(Raw records)
====

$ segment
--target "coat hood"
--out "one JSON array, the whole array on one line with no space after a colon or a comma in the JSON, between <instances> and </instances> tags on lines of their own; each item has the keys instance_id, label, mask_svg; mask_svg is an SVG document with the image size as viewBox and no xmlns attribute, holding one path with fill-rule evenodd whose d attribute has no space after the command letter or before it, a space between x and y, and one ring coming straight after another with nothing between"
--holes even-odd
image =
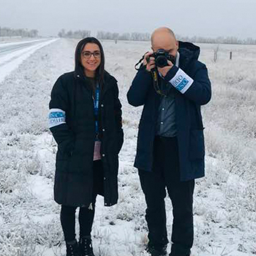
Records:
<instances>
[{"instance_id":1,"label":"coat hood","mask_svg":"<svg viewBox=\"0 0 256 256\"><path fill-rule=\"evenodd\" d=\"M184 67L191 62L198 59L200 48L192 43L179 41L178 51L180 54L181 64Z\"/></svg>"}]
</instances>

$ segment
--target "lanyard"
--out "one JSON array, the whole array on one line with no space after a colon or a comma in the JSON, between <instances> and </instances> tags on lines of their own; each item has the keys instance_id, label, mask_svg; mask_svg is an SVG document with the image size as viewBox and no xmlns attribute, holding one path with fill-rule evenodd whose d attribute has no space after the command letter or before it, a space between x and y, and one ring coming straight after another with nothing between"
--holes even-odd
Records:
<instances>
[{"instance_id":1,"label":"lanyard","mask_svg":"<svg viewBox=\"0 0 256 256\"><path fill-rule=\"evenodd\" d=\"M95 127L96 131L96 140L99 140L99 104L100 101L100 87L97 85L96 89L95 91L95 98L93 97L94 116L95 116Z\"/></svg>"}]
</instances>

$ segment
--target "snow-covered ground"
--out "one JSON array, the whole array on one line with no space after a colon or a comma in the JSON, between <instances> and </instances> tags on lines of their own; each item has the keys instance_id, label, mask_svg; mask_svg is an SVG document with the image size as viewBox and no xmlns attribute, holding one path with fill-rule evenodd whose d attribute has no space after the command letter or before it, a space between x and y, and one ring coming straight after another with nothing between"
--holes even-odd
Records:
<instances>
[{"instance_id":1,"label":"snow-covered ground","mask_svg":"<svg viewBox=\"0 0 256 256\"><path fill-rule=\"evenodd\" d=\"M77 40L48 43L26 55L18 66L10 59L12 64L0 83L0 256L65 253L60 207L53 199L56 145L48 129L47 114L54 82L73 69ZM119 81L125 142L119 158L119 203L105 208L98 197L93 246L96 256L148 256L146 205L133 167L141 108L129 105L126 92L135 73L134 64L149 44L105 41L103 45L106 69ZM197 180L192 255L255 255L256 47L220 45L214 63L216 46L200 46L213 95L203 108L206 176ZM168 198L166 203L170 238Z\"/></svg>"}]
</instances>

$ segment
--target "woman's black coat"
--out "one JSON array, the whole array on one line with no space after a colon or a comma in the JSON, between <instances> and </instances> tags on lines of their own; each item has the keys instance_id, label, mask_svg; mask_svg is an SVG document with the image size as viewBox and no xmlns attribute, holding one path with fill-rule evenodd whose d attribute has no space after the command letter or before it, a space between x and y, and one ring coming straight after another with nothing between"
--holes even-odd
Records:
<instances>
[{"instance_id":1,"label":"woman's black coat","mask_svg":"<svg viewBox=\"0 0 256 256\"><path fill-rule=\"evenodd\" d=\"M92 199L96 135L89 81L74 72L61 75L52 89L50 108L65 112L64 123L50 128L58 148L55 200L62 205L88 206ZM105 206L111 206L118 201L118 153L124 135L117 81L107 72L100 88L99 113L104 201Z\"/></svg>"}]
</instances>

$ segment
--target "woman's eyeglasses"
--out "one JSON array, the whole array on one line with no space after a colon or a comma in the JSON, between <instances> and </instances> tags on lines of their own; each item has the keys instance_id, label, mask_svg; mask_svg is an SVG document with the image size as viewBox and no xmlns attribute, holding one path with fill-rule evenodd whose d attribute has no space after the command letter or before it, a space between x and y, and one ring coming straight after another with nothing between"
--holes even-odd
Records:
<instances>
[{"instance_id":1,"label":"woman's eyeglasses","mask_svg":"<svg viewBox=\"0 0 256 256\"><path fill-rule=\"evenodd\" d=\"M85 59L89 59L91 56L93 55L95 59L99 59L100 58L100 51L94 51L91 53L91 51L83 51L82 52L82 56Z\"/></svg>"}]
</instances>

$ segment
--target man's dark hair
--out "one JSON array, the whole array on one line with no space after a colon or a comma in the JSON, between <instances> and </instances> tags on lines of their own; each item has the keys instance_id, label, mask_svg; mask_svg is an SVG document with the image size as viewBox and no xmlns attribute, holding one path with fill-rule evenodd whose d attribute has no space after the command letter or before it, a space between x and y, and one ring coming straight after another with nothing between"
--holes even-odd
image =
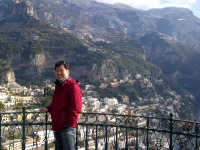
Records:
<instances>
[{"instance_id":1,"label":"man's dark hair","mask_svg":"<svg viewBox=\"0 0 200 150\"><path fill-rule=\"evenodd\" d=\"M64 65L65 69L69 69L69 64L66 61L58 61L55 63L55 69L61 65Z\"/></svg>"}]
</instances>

====

__WHAT THIS TASK INVOLVES__: Leave the pictures out, and print every line of the listing exactly as written.

__EXERCISE SOLUTION__:
$ segment
--target "coat hood"
--out "one JSON array, the whole array on one line with no space after a colon or a comma in the JSON, between <instances> and </instances> tags on lines of their own; each item has the keys instance_id, label, mask_svg; mask_svg is an SVG document with the image size as viewBox and no xmlns attribute, holding one path with fill-rule evenodd whose d attribute has no space after the command letter or before it, a space between x and y, and one ring coming straight after another with nothing between"
--holes even-odd
image =
Records:
<instances>
[{"instance_id":1,"label":"coat hood","mask_svg":"<svg viewBox=\"0 0 256 256\"><path fill-rule=\"evenodd\" d=\"M184 67L191 62L198 59L200 48L192 43L179 41L178 51L180 54L181 64Z\"/></svg>"}]
</instances>

$ segment
--target "lanyard"
--out "one JSON array, the whole array on one line with no space after a colon or a comma in the JSON, between <instances> and </instances> tags on lines of their own; each item has the keys instance_id, label, mask_svg; mask_svg is an SVG document with the image size as viewBox and no xmlns attribute, holding one path with fill-rule evenodd whose d attribute has no space after the command letter or before it, a space between x and y, and one ring coming straight after another with nothing between"
--holes even-odd
Records:
<instances>
[{"instance_id":1,"label":"lanyard","mask_svg":"<svg viewBox=\"0 0 256 256\"><path fill-rule=\"evenodd\" d=\"M95 127L96 131L96 140L99 140L99 104L100 101L100 87L97 85L96 89L95 91L95 98L93 97L94 116L95 116Z\"/></svg>"}]
</instances>

$ segment
--target "snow-covered ground"
--out "one JSON array, the whole array on one line with no space after a colon or a comma in the JSON, between <instances> and </instances> tags on lines of their own; each item has the keys instance_id, label, mask_svg; mask_svg is an SVG document with the image size as viewBox and no xmlns attribute, holding one path with fill-rule evenodd whose d attribute has no space after the command letter or before it, a space between x and y, and one ring coming straight after another with nothing between"
--holes even-odd
Records:
<instances>
[{"instance_id":1,"label":"snow-covered ground","mask_svg":"<svg viewBox=\"0 0 256 256\"><path fill-rule=\"evenodd\" d=\"M77 40L48 43L26 55L18 66L10 59L12 64L0 83L0 256L65 253L60 207L53 199L56 145L48 129L47 114L54 82L73 69ZM119 81L125 142L119 158L119 203L105 208L98 197L93 246L96 256L148 256L146 205L133 167L141 108L129 105L126 92L135 73L134 64L149 44L105 41L103 45L106 69ZM197 180L192 255L255 255L256 47L220 45L214 63L216 46L200 46L213 95L203 108L206 176ZM168 198L166 203L170 238Z\"/></svg>"}]
</instances>

$ segment
--target "woman's black coat"
--out "one JSON array, the whole array on one line with no space after a colon or a comma in the JSON, between <instances> and </instances> tags on lines of their own; each item has the keys instance_id, label, mask_svg; mask_svg is an SVG document with the image size as viewBox and no xmlns attribute, holding one path with fill-rule evenodd whose d attribute has no space after the command letter or before it, a space between x and y, and one ring coming straight after another with nothing between"
--holes even-odd
Records:
<instances>
[{"instance_id":1,"label":"woman's black coat","mask_svg":"<svg viewBox=\"0 0 256 256\"><path fill-rule=\"evenodd\" d=\"M92 199L96 135L89 81L74 72L61 75L52 89L50 108L65 112L64 123L50 128L58 148L55 200L62 205L88 206ZM105 206L111 206L118 201L118 153L124 135L117 81L107 72L100 88L99 113L104 201Z\"/></svg>"}]
</instances>

$ segment
--target "woman's eyeglasses"
--out "one JSON array, the whole array on one line with no space after a colon or a comma in the JSON, between <instances> and </instances> tags on lines of their own; each item has the keys instance_id, label, mask_svg; mask_svg is an SVG document with the image size as viewBox and no xmlns attribute, holding one path with fill-rule evenodd whose d attribute has no space after the command letter or before it, a space between x and y, and one ring coming straight after another with nothing between"
--holes even-odd
Records:
<instances>
[{"instance_id":1,"label":"woman's eyeglasses","mask_svg":"<svg viewBox=\"0 0 256 256\"><path fill-rule=\"evenodd\" d=\"M85 59L89 59L91 56L93 55L95 59L99 59L100 58L100 51L94 51L91 53L91 51L83 51L82 52L82 56Z\"/></svg>"}]
</instances>

$ segment
--target man's dark hair
--out "one JSON array, the whole array on one line with no space after a colon or a comma in the JSON, between <instances> and </instances> tags on lines of their own; each item has the keys instance_id, label, mask_svg; mask_svg is an SVG document with the image size as viewBox and no xmlns attribute, holding one path with fill-rule evenodd whose d attribute has no space after the command letter or before it, a space between x and y, and one ring coming straight after another with nothing between"
--holes even-odd
image =
Records:
<instances>
[{"instance_id":1,"label":"man's dark hair","mask_svg":"<svg viewBox=\"0 0 200 150\"><path fill-rule=\"evenodd\" d=\"M64 65L65 69L69 69L69 64L66 61L58 61L55 63L55 69L61 65Z\"/></svg>"}]
</instances>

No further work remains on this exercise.